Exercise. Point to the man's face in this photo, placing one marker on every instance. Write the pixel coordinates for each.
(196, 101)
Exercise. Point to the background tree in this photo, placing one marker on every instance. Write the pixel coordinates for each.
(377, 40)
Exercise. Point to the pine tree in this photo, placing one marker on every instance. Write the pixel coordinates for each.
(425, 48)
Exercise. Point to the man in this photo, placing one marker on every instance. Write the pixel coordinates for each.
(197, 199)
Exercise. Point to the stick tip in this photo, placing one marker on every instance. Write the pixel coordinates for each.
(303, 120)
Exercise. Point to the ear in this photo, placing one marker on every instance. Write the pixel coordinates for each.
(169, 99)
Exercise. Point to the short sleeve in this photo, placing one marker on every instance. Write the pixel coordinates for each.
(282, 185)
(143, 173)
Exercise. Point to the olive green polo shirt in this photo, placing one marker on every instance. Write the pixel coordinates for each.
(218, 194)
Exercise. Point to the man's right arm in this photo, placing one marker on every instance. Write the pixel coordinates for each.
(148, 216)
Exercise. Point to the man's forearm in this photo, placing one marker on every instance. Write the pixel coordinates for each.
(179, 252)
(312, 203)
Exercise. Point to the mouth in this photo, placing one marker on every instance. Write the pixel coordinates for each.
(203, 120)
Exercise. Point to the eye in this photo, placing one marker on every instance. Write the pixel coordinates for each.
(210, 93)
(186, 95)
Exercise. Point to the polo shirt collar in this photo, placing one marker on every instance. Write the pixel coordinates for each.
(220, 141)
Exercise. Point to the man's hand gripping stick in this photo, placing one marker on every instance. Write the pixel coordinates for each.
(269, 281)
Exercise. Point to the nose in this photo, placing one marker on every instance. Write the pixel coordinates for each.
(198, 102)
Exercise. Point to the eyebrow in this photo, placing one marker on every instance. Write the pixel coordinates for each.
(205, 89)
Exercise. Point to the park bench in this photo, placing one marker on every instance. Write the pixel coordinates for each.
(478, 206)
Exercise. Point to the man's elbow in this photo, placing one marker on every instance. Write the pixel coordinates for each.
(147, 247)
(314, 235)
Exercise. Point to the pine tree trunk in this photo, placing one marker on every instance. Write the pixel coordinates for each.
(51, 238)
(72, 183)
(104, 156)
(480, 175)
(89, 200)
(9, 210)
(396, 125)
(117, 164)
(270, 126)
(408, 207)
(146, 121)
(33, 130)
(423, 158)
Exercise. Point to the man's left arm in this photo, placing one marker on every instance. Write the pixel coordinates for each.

────────────────────────────────────────

§ **Directive**
Arrange all of the material above as a numbered list, leaving out any blank lines.

§ **Written response**
1. Exercise. Point to the man's face in this photo, placing one marker on every instance. Write the pixel coordinates for each.
2. (196, 101)
3. Exercise. Point to the background tree in this photo, placing one marker on every instance. Write the pixel coordinates for each.
4. (377, 40)
5. Exercise. Point to the pine tree in this photo, placing one marker on every instance. Write the pixel coordinates for each.
6. (425, 48)
7. Exercise. Point to the man in this photo, placing one marker on every instance. Write the pixel coordinates for each.
8. (197, 199)
9. Exercise. Point to the stick tip in this photo, placing one marker on every instance. Write the pixel coordinates for each.
10. (303, 120)
11. Exercise. Point to the ear in this photo, placing one marker on every instance. Write the pixel coordinates for each.
12. (169, 99)
13. Exercise. Point to the short sleeve in this photo, placing one marker on every instance. Write the pixel coordinates for each.
14. (282, 185)
15. (143, 173)
16. Exercise. Point to the olive green polo shirt in this photo, placing one marker on every instance. Write the pixel coordinates for each.
17. (218, 194)
18. Exercise. Point to the man's right arm in this photo, placing one marker on every instance. Write the pixel coordinates for each.
19. (148, 216)
20. Exercise. Point to the man's forearm in this photo, placing one marker on every instance. Write the pixel coordinates for each.
21. (179, 252)
22. (312, 203)
23. Exercise. Point to the mouth in this photo, placing one marker on every instance. Write the pixel coordinates for each.
24. (203, 120)
25. Exercise. Point to the eye in this photo, placing one marker on every instance. Write the pixel coordinates for each.
26. (210, 93)
27. (186, 95)
28. Exercise. Point to the polo shirt collar in this photo, placing one marker on every instance. Write the pixel coordinates for each.
29. (220, 141)
30. Exercise. Point to the man's hand gripping stick in this photo, placing one marker on every instance. Write the pixel coordinates for each.
31. (269, 281)
32. Exercise. Point to the nose in this photo, placing one marker on every instance. Write the pixel coordinates for each.
33. (198, 102)
34. Exercise. Point to the eyebrow in this photo, placing one marker on every instance. Write the pixel coordinates for each.
35. (205, 89)
36. Exercise. Point to the park bench in this photo, placing one marker on every instance. Write the pixel coordinates for each.
37. (478, 206)
38. Exercise. Point to the man's elbow in this photo, placing one marker on every instance. Write the pixel coordinates for each.
39. (147, 247)
40. (314, 235)
41. Exercise. Point to the pine tree trunk in this photo, placing one marker on every instance. Write the pixel coordinates for each.
42. (51, 238)
43. (72, 183)
44. (104, 156)
45. (480, 175)
46. (89, 200)
47. (9, 210)
48. (396, 125)
49. (117, 164)
50. (270, 126)
51. (408, 207)
52. (146, 121)
53. (33, 130)
54. (423, 158)
55. Exercise. Point to the man's left arm in this photo, placing one marker on every instance. Write the pixel coordinates for each.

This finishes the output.